Texto da página:
────

Acabo de receber, caros amigos, pelo correio, azul, com urgência!, uma carta de Gonçalo que transcrevo, pois a carta não é mais nem menos do que mais umas impressões dos seus Cadernos de Nicosia.
Ora, este texto, intitulado "Impressões sobre Tannhäuser" serve como uma tentativa de explicação do conto Lágrimas de Abril na sua totalidade!
Transcrevo o que Gonçalo que disse na sua carta: "Meu Querido José, peço-lhe que, antes de publicar a última parte do conto que na seguinte lhe envio, faça publicar estas impressões, ainda que com pouco nexo, sobre o amor e personagem que ama Maria Adelaide. No fundo, Maria Adelaide é uma e todas as mulheres, ou talvez não. Nunca fui dogmático, além do mais, a Literatura nunca precisou de mim. Por isso, peço-lhe, pelo cão, diria Sócrates, que me faça publicar estas linhas quase sem nexo, e já com alguns anos, sobre aquilo que já pensei sobre Wagner e o Amor. O que penso, hoje, daria outra carta, outra conversa.
Espero que encontre pela internet a abertura de Tannhäuser, para que se leia o conto completo ao som desse tão saboroso mundo encantado.
Muito seu.
Gonçalo V. de S.
“A
caridade é paciente, a caridade é bondosa. Não tem inveja. A caridade não é
orgulhosa.” (I Cor. 13,4).
O
amor é capaz de superar todas as ameaças, todas as adversidades, todos os
males, todas as injustiças, todas as guerras, fomes, pestes, silêncios. O amor
é capaz de superar a própria vida e a morte.

────

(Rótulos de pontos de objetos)
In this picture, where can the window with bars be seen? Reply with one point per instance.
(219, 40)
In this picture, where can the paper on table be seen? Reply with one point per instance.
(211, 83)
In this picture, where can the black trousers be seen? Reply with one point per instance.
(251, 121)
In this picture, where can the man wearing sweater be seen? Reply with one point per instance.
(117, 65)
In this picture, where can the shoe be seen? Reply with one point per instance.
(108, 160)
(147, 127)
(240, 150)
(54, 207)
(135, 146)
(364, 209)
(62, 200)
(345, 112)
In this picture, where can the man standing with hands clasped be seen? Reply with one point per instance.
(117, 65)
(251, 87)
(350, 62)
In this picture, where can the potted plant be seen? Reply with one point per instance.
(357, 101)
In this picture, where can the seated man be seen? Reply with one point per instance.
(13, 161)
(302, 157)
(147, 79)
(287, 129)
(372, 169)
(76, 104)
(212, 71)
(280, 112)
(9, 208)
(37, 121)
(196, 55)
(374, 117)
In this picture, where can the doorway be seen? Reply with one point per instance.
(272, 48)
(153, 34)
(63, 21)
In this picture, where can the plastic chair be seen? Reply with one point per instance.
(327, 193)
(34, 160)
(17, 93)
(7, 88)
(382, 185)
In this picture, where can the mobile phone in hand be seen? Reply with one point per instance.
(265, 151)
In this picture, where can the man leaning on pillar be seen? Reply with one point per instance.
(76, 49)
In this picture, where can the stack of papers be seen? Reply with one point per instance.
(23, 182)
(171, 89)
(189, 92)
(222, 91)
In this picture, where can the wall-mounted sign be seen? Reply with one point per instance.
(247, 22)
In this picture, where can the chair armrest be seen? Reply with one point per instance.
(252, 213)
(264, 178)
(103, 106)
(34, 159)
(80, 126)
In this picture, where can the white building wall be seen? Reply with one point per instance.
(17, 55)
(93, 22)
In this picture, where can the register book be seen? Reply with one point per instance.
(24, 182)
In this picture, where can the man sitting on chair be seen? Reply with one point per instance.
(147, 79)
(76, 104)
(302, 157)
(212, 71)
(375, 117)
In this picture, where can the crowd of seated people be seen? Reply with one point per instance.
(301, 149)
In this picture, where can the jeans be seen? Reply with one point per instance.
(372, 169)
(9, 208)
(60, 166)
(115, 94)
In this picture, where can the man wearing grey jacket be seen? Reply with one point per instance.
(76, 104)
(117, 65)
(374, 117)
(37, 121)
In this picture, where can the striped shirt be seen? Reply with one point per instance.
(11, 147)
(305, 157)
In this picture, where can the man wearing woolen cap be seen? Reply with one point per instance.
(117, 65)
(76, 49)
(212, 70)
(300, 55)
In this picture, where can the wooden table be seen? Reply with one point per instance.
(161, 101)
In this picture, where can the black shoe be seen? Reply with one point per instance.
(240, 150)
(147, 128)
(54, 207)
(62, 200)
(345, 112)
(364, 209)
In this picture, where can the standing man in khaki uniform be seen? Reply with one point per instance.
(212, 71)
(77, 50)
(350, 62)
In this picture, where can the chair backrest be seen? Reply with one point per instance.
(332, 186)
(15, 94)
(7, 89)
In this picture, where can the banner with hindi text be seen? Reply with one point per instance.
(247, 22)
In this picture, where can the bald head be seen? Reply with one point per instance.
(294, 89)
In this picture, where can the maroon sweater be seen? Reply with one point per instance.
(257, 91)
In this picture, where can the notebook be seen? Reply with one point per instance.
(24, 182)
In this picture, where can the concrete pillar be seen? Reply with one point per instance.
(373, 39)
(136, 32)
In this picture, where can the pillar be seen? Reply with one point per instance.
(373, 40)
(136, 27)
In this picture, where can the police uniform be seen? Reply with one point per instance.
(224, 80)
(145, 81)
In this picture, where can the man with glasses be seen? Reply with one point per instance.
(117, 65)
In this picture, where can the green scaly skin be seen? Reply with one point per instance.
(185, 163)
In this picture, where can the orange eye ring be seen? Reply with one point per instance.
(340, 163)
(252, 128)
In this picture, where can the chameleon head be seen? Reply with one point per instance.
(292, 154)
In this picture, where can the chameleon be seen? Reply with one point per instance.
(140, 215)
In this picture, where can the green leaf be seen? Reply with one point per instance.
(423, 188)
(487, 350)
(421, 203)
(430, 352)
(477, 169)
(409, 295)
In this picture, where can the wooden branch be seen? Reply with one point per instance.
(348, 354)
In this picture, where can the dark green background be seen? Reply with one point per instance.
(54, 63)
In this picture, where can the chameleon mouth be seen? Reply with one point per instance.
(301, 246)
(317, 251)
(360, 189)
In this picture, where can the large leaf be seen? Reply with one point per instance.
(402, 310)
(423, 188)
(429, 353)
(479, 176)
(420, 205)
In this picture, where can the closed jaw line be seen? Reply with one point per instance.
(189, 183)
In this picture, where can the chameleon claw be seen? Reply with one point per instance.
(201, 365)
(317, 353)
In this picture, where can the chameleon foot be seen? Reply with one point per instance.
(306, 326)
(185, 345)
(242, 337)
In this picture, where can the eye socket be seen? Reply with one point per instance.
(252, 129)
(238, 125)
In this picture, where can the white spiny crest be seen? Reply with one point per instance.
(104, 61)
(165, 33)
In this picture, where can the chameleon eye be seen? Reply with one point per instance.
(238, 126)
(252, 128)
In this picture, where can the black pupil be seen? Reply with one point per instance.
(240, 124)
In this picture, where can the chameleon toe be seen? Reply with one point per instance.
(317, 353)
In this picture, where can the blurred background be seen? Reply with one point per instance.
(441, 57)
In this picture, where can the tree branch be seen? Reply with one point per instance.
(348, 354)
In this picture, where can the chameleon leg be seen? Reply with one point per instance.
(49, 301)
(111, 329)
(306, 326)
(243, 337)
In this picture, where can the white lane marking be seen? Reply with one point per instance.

────

Instruções:
1 – Repita, sem mudar nada, o trecho do texto da página que começa em "Gonçalo V. de" e segue até "vida e a morte.".
2 – Devolva todas as linhas dos registros que contêm a palavra "wearing", respeitando maiúsculas e minúsculas.

Respostas dadas:
1 –
Gonçalo V. de S.
“A
caridade é paciente, a caridade é bondosa. Não tem inveja. A caridade não é
orgulhosa.” (I Cor. 13,4).
O
amor é capaz de superar todas as ameaças, todas as adversidades, todos os
males, todas as injustiças, todas as guerras, fomes, pestes, silêncios. O amor
é capaz de superar a própria vida e a morte.

2 –
In this picture, where can the man wearing sweater be seen? Reply with one point per instance.
In this picture, where can the man wearing grey jacket be seen? Reply with one point per instance.
In this picture, where can the man wearing woolen cap be seen? Reply with one point per instance.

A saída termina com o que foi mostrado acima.